What needs to be done: With the line containing "belfry tower in this photo." as the first line and the last line of the records as the final one, reproduce that range exactly.

Excerpts of location labeling data:
"""

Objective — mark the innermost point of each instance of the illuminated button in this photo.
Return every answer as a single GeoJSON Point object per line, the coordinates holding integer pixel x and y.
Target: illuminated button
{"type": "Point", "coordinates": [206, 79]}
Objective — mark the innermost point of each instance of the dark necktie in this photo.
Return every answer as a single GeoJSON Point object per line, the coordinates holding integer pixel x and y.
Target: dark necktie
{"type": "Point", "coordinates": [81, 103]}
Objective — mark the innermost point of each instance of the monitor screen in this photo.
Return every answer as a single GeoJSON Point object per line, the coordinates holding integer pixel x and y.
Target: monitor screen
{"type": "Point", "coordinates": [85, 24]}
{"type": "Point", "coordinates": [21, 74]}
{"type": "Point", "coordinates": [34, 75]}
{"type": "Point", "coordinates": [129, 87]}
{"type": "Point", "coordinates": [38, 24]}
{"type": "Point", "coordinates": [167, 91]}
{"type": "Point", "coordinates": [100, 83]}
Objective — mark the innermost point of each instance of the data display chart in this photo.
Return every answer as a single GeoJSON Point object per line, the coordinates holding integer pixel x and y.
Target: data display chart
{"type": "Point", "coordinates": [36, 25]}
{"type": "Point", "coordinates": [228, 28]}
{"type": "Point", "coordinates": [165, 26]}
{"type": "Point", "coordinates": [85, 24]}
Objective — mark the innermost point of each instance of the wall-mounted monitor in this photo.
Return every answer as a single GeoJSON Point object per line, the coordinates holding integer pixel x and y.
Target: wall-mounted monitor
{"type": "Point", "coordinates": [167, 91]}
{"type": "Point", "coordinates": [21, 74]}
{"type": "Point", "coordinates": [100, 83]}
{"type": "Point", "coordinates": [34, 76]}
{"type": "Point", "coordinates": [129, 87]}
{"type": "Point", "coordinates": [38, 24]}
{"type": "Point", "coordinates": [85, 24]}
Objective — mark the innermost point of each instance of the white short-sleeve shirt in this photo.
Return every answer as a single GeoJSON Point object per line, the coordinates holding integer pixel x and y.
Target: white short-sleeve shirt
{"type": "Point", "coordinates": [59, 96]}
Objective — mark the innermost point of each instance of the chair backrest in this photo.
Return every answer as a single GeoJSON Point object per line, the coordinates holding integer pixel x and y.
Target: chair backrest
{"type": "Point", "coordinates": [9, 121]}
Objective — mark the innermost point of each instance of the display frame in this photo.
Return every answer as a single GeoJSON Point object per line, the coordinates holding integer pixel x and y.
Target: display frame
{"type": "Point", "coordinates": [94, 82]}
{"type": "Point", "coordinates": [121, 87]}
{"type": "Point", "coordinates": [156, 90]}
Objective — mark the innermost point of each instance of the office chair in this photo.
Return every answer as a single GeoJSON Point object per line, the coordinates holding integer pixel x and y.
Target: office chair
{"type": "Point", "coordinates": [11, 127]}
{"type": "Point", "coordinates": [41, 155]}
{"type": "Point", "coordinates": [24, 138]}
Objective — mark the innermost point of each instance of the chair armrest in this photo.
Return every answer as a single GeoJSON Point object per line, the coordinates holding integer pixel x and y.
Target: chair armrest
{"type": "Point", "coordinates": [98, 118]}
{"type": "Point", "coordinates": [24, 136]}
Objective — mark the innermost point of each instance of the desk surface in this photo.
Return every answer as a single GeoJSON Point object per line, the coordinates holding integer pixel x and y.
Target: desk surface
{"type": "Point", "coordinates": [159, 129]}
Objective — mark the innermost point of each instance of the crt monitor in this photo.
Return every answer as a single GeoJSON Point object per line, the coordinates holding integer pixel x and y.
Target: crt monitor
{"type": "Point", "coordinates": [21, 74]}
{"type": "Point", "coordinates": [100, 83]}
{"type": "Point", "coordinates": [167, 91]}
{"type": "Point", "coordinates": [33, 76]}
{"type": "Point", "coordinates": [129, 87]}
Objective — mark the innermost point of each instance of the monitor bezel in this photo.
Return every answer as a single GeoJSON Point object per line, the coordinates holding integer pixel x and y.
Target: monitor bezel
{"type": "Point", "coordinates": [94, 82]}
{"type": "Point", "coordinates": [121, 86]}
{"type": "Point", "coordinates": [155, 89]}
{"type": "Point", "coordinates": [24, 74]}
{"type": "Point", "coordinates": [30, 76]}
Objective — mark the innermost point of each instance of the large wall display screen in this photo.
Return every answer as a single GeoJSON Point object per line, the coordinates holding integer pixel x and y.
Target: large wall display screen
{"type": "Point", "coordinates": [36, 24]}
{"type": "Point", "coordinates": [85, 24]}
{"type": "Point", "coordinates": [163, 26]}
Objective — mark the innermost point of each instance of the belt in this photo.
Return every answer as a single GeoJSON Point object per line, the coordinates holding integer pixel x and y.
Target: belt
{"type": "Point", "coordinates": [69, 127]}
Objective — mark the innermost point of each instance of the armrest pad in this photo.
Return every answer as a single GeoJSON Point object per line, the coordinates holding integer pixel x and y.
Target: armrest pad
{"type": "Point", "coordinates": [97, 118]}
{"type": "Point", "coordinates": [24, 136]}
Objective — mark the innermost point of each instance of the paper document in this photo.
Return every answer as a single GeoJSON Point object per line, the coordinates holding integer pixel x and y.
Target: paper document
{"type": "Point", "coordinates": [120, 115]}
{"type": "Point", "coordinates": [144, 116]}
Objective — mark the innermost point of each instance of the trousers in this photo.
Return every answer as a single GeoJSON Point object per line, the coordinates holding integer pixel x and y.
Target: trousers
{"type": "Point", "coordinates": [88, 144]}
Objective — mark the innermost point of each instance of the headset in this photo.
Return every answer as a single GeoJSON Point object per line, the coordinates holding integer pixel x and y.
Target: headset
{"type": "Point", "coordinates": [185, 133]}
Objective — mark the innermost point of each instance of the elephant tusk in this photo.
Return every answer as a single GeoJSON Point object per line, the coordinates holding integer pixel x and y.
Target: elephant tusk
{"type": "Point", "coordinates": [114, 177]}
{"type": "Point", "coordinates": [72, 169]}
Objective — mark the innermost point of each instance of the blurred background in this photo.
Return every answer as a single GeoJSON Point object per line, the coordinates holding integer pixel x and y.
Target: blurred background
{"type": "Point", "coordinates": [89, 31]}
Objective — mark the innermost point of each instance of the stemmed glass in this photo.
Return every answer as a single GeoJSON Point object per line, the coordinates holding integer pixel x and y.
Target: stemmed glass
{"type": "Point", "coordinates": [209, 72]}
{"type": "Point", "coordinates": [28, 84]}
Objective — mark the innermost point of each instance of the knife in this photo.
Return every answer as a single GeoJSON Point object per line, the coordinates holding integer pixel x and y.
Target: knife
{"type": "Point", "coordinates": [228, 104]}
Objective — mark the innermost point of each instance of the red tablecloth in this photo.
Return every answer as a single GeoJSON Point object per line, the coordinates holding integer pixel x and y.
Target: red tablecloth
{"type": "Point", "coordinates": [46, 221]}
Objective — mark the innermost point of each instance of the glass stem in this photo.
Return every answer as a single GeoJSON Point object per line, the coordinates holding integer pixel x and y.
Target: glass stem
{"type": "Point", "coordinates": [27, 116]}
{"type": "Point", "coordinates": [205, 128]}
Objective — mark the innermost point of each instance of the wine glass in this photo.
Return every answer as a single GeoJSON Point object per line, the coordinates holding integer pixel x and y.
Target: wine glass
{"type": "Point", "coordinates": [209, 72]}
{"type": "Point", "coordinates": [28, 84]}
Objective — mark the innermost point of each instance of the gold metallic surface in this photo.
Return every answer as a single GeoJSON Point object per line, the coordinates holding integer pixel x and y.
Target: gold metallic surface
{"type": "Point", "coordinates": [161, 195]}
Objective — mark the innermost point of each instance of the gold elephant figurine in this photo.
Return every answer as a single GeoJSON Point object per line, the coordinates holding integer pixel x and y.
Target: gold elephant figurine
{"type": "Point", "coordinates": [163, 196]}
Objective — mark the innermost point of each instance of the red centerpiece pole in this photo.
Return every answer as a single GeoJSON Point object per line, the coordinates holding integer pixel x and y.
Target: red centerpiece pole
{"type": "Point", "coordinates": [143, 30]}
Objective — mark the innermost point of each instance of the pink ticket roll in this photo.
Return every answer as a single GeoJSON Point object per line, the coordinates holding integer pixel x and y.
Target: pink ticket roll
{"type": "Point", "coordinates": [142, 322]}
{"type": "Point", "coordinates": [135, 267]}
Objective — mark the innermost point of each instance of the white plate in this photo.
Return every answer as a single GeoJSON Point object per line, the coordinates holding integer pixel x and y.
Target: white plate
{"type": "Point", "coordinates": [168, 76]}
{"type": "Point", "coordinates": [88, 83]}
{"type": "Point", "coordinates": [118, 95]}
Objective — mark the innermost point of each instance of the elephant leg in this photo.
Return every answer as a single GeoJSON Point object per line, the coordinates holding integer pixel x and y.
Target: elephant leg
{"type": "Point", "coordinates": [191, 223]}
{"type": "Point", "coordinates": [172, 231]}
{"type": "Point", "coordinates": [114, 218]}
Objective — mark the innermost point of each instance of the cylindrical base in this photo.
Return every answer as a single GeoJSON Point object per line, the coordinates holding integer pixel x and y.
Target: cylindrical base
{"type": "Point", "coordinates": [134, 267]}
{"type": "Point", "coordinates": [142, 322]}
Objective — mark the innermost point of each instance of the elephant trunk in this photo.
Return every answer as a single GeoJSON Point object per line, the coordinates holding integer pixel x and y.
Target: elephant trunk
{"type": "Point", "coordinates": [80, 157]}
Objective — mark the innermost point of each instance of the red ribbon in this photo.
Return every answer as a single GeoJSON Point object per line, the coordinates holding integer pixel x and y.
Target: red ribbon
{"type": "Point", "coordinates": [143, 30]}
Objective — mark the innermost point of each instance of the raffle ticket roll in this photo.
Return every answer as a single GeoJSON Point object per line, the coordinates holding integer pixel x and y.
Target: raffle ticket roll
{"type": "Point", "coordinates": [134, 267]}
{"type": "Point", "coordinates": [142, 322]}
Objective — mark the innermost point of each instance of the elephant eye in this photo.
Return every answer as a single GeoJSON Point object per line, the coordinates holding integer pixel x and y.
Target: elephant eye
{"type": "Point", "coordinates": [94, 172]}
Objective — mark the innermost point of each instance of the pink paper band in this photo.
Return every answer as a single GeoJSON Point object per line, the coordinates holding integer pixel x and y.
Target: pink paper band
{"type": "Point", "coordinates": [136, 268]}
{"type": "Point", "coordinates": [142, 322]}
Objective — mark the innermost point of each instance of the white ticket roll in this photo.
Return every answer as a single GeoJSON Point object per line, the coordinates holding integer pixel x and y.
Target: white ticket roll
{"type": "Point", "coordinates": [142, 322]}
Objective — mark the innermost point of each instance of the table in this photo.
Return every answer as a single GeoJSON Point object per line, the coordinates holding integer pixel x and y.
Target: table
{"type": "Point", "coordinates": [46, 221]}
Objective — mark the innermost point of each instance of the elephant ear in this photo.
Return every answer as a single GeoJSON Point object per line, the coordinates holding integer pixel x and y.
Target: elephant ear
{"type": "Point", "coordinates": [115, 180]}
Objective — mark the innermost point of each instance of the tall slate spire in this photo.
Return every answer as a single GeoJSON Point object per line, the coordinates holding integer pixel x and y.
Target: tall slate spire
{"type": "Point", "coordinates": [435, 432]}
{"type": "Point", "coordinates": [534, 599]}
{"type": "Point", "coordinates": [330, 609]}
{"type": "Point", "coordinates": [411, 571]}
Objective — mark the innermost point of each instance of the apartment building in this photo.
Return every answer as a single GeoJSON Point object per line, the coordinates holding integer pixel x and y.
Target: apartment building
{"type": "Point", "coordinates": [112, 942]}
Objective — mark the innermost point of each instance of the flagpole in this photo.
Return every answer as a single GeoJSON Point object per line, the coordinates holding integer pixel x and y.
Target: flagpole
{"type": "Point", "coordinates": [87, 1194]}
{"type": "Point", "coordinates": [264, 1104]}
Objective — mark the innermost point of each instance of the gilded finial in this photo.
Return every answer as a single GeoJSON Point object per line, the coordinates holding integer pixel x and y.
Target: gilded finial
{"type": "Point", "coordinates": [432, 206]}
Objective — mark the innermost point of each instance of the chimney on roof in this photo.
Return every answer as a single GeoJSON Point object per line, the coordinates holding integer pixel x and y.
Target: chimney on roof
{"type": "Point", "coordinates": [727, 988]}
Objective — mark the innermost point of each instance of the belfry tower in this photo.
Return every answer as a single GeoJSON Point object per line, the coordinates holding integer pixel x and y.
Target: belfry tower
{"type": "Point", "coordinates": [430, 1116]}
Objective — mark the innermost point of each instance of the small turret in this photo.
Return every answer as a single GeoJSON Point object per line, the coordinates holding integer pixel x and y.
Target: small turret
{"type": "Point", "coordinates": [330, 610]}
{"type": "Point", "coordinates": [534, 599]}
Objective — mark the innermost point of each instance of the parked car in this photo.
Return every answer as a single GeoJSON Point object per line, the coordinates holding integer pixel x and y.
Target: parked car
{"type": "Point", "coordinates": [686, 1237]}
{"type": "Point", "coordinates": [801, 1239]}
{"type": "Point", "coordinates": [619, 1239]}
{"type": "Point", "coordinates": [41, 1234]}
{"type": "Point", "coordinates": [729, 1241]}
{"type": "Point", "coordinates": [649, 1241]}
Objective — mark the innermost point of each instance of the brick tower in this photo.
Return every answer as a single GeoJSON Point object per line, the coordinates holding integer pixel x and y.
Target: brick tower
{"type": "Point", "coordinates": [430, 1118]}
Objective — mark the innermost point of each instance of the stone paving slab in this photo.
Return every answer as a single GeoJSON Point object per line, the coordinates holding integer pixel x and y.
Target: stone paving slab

"""

Reply to the task:
Objective — mark the innermost point of each instance of the belfry tower in this photo.
Return every answer as a single GeoJSON Point object per line, the coordinates holding integer pixel x and y.
Target: belfry tower
{"type": "Point", "coordinates": [430, 1116]}
Objective — mark the innermost point of each instance of the small turret in this photo.
Return every answer as a single GeoJSON Point object per line, the coordinates holding integer pixel x and y.
Target: small turret
{"type": "Point", "coordinates": [330, 610]}
{"type": "Point", "coordinates": [534, 599]}
Objective — mark the innermost point of each instance of the parked car in this photo.
Return every answer as a single GeoJSON Point object per line, the coordinates holding integer pixel x and y.
Target: parked car
{"type": "Point", "coordinates": [686, 1237]}
{"type": "Point", "coordinates": [801, 1239]}
{"type": "Point", "coordinates": [619, 1239]}
{"type": "Point", "coordinates": [41, 1234]}
{"type": "Point", "coordinates": [729, 1241]}
{"type": "Point", "coordinates": [649, 1241]}
Objective — mark the innermost point of each instance of the brick tower in this photo.
Return every answer as a single GeoJSON Point object per line, the coordinates holding integer pixel x and y.
Target: brick tower
{"type": "Point", "coordinates": [430, 1118]}
Objective — mark the innermost point of each instance of the stone paving slab in this photo.
Return every answer as a single GeoJSON Point object per line, the coordinates holding integer pixel x and y.
Target: stone paving slab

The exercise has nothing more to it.